◆ **Selected passage**:

——

Wednesday, July 23, 2008

Controlling comments

I have written in the past that professional homebirth advocates never appear anywhere that they can be questioned by other professionals. They don't present their data at scientific conferences, they rarely submit it to scientific journals and they don't appear anywhere they can be questioned by other medical professionals. That is deliberate. They know that the only lay people can be scammed, and that their scams would be revealed immediately if they were force to answer medical questions.

They do the same thing on the web. It is called "moderating comments". I don't mean moderating comments to remove spam. That can be done automatically with a captcha program. I mean personally reviewing all comments and publishing only those that are complementary or do not ask difficult questions. A new homebirth blogger has appeared and she is doing the same thing.

Dr. Tienchin Ho is a bariatric (weight loss) surgeon who has retired to care for her children. She had one C-section, followed by a homebirth (with an OB friend available as back up). She posts on MDC and the "Normal" Birth Forum. I have questioned her claims there, but she did not respond. Now she has a blog, and this is what she wrote recently:
Critics of home birth claim:

Babies born to parents who plan home births have triple the neonatal mortality of babies born to parents who plan hospital births.

There is no scientific data to support this.

——

◆ **Descriptions of regions in natural language**:
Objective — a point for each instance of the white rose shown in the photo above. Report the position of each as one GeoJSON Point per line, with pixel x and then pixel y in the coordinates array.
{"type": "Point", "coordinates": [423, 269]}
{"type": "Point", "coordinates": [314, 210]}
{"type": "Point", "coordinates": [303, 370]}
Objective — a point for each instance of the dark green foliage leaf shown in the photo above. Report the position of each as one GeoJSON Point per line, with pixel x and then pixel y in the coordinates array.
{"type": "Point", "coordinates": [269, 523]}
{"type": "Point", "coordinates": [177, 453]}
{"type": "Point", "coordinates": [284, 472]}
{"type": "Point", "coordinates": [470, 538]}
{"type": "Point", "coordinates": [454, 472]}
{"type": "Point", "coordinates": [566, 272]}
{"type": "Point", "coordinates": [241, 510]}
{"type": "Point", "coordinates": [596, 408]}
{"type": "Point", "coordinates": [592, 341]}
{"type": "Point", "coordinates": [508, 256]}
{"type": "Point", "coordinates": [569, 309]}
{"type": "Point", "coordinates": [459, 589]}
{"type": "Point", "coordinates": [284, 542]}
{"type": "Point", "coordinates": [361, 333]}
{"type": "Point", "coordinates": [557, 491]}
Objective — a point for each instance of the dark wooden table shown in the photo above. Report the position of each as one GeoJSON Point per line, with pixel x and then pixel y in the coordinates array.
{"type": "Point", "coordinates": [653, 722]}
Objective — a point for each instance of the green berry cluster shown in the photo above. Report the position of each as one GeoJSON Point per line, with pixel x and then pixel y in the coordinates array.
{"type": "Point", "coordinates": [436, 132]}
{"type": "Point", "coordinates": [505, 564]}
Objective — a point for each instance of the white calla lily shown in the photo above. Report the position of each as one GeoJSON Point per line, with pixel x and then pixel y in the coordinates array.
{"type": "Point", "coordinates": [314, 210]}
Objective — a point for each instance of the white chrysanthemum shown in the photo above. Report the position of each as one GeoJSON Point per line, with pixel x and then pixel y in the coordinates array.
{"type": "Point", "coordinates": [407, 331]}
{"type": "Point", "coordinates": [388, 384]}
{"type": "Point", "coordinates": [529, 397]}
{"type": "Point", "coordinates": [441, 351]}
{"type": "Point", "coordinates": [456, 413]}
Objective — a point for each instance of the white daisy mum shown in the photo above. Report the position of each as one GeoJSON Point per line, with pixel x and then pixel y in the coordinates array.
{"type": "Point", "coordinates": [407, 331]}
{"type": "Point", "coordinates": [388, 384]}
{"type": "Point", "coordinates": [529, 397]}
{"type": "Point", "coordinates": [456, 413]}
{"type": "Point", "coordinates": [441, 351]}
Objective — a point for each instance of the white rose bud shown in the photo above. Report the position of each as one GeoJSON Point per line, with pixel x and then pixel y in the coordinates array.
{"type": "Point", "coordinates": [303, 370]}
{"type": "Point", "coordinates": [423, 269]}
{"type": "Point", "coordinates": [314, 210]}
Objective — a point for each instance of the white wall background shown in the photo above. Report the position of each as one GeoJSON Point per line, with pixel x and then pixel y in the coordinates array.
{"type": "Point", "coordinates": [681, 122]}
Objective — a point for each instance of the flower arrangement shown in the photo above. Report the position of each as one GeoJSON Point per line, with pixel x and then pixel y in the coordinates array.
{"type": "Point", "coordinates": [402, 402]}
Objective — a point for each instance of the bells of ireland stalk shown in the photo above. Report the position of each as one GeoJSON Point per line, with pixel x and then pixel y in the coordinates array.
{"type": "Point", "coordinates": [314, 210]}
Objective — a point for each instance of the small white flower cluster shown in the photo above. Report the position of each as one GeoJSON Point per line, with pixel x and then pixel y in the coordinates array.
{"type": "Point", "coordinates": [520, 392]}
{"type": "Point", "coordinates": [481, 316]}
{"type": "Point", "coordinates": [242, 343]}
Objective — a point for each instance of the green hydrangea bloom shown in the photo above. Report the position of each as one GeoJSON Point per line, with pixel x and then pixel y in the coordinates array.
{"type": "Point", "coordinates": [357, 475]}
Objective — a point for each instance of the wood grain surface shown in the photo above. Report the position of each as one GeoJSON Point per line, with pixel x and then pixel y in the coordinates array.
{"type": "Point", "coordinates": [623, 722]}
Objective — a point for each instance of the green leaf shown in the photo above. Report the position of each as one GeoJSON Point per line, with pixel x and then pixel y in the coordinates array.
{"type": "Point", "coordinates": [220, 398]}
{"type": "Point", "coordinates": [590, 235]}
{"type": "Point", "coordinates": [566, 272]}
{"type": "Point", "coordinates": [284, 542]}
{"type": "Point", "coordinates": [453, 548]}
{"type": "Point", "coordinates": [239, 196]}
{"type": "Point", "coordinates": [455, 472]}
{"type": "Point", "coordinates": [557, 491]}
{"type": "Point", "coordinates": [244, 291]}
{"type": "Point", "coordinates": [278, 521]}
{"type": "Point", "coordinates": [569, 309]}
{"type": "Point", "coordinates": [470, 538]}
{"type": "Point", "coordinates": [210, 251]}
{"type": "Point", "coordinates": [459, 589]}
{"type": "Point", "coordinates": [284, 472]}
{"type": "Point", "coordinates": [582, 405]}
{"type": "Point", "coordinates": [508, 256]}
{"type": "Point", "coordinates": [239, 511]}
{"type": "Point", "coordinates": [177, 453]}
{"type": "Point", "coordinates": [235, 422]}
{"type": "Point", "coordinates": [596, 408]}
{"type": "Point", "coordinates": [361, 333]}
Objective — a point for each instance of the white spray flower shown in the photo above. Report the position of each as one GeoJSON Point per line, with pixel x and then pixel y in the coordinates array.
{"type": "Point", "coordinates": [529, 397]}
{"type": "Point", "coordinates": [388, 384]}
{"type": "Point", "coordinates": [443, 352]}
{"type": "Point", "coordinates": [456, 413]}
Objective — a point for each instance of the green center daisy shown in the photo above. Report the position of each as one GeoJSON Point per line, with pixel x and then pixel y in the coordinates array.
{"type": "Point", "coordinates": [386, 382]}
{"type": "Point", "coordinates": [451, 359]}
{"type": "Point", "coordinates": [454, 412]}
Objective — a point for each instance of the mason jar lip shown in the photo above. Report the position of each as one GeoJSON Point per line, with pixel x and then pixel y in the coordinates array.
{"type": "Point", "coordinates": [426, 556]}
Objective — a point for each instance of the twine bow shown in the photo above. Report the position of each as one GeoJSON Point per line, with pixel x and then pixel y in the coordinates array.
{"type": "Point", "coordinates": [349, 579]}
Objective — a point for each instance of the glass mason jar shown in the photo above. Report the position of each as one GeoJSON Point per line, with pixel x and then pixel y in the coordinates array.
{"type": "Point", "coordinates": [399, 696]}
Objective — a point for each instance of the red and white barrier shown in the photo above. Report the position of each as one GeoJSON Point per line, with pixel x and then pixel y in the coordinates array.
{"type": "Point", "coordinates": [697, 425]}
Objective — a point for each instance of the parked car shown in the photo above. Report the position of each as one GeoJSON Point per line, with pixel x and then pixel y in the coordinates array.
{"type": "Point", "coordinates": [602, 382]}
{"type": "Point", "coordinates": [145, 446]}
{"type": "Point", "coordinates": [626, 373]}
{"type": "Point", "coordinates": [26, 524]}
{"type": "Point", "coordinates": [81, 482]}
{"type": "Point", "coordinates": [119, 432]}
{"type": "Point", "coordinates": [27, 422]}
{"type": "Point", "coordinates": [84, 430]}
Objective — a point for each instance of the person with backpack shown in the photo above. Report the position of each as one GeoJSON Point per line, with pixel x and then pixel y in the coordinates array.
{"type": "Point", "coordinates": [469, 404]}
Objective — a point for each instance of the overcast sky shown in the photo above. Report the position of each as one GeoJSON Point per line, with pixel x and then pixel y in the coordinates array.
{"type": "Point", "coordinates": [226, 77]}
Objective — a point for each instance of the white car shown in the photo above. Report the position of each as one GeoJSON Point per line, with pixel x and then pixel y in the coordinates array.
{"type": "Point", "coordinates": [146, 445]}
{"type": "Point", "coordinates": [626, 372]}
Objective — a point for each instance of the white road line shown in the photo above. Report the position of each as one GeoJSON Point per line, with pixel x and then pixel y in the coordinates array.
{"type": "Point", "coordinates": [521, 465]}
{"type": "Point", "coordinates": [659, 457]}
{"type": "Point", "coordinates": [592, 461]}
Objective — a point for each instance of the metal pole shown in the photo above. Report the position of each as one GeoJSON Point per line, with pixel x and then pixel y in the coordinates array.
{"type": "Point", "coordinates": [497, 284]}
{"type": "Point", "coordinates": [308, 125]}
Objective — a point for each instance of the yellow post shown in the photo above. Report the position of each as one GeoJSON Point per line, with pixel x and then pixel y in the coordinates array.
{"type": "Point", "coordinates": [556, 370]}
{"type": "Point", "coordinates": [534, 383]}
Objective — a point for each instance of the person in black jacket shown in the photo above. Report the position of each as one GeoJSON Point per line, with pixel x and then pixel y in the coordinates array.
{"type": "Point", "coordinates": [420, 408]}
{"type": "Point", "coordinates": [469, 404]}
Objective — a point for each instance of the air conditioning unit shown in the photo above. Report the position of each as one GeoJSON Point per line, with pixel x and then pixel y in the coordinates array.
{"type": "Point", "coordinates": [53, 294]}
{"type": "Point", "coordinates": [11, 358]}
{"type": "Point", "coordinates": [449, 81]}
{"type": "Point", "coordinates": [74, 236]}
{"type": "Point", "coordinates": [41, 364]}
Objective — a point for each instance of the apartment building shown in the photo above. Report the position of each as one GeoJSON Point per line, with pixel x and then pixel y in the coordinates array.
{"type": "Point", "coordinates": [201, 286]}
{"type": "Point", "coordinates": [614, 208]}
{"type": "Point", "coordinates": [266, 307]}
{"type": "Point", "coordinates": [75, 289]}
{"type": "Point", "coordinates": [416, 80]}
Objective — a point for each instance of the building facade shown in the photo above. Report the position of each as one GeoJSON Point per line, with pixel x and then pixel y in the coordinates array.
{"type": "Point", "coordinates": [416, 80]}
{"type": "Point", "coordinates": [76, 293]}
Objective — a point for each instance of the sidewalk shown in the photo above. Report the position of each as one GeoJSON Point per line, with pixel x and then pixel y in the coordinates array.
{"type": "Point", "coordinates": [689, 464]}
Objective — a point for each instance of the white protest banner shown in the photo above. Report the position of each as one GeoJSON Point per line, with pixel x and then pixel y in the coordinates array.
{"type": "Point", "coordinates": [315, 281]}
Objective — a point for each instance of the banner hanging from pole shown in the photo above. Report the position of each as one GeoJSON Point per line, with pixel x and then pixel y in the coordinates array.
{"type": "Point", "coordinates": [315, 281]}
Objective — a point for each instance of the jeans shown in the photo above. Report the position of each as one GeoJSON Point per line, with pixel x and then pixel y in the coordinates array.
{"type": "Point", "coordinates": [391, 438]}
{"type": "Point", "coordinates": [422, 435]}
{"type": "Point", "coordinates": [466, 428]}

——

Rewrite the blog post on controlling comments from "I have written" to "the same thing.", changing "captcha program" to "spam filter". Answer from the text alone.

I have written in the past that professional homebirth advocates never appear anywhere that they can be questioned by other professionals. They don't present their data at scientific conferences, they rarely submit it to scientific journals and they don't appear anywhere they can be questioned by other medical professionals. That is deliberate. They know that the only lay people can be scammed, and that their scams would be revealed immediately if they were force to answer medical questions.

They do the same thing on the web. It is called "moderating comments". I don't mean moderating comments to remove spam. That can be done automatically with a spam filter. I mean personally reviewing all comments and publishing only those that are complementary or do not ask difficult questions. A new homebirth blogger has appeared and she is doing the same thing.